[Opening TEXT SECTION section]

Snowmageddon in Retrospect

Spiritual Smart Aleck

238

A STANDING OVATION to the men and women who were out in the snow and ice repairing power lines, cutting up and moving trees and branches, clearing roads, finding and fixing broken water lines, and running generators. Everyone who was out in the worst of conditions taking care of the rest of us, THANK YOU, for risking your lives and your sanity by doing your jobs.

THANK YOU to the Food Bank for delivering bags of food because people couldn’t get to the Food Bank.

THANK YOU to the people who made sure other people got to medical appointments.

THANK YOU to the people who checked up on the elderly, the disabled, and the snowbound, and asked what was needed.

However you stood by your island neighbor, THANK YOU, and I apologize to anyone I have not mentioned specifically.

Now.

There’s been talk about whether this was the biggest snowstorm ever.

It was not a snowstorm; it was three snowstorms. The first one was a sweet little storm, and then everything froze for a few days. Then at exactly noon on Friday the 8th the first few flakes of the second snowstorm began to trickle down.

[Closing TEXT SECTION section]
[Opening GIVEN ENTRIES section]

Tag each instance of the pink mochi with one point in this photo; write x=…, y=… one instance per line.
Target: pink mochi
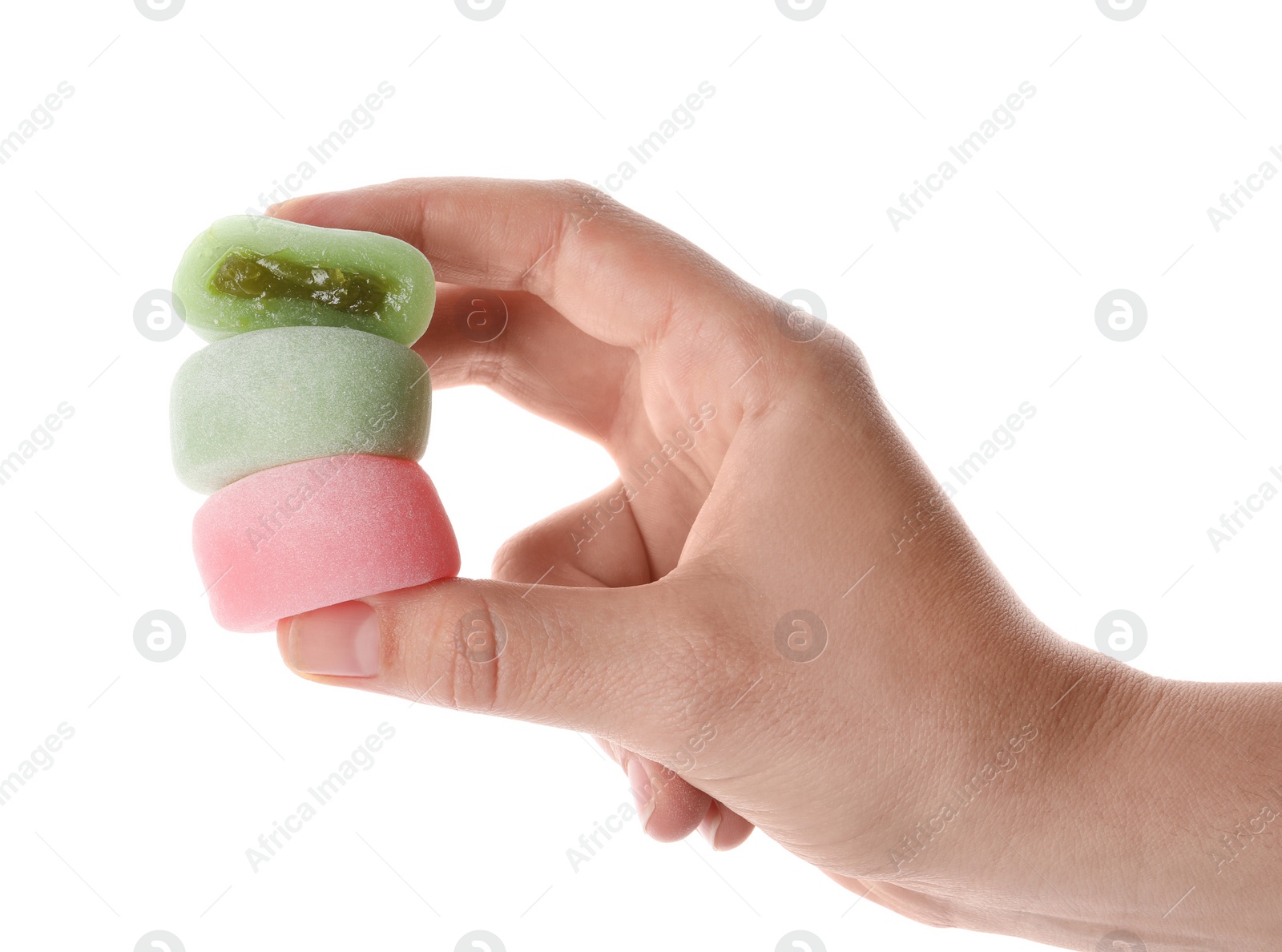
x=305, y=535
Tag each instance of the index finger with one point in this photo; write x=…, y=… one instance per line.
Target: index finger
x=617, y=275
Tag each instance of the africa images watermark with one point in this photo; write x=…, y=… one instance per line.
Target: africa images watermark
x=1003, y=119
x=38, y=119
x=1235, y=200
x=1232, y=521
x=1232, y=843
x=42, y=438
x=42, y=757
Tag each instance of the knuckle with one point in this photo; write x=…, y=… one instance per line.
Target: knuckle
x=452, y=653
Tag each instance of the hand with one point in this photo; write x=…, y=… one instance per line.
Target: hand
x=779, y=619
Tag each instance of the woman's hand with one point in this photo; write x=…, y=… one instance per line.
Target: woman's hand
x=775, y=617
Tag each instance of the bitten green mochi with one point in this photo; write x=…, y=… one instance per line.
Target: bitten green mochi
x=250, y=272
x=288, y=394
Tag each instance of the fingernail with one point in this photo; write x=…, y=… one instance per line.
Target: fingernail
x=709, y=826
x=341, y=640
x=643, y=791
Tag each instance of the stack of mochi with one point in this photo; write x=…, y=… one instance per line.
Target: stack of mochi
x=305, y=418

[Closing GIVEN ENTRIES section]

* ASSIGNMENT *
Resume the snowstorm retrospective after its final sentence, keeping the same voice.

* EXERCISE RESULT *
I was going into the pharmacy to pick up a prescription at the time. I saw those flakes and thought, “Uh-oh.”

From there I went to the store for last minute supplies and drove home a little before one, by which time there was maybe a half-inch of snow on the ground. Once I was home, I hunkered down for the duration.

The power went out at midnight on Friday, which was not unexpected. On Saturday morning, nine inches of snow stood around my house, and we were all snowed in together.
The electricity came back on here just before five on Saturday afternoon, and to my amazement, so did the cable and internet. Now I had snowbound bliss.

On Monday the third snowstorm began in the late morning, and by the time that snow was done we had achieved the one-foot status here at Casa Tuel.

The first day of enforced confinement I had a touch of cabin fever. The second day, not so much. I put on my Wellingtons (rubber boots), grabbed the ski poles, and took a walk up to the mailbox. No mail, of course, but it was a good walk.

The third day I decided that leaving the house is highly overrated.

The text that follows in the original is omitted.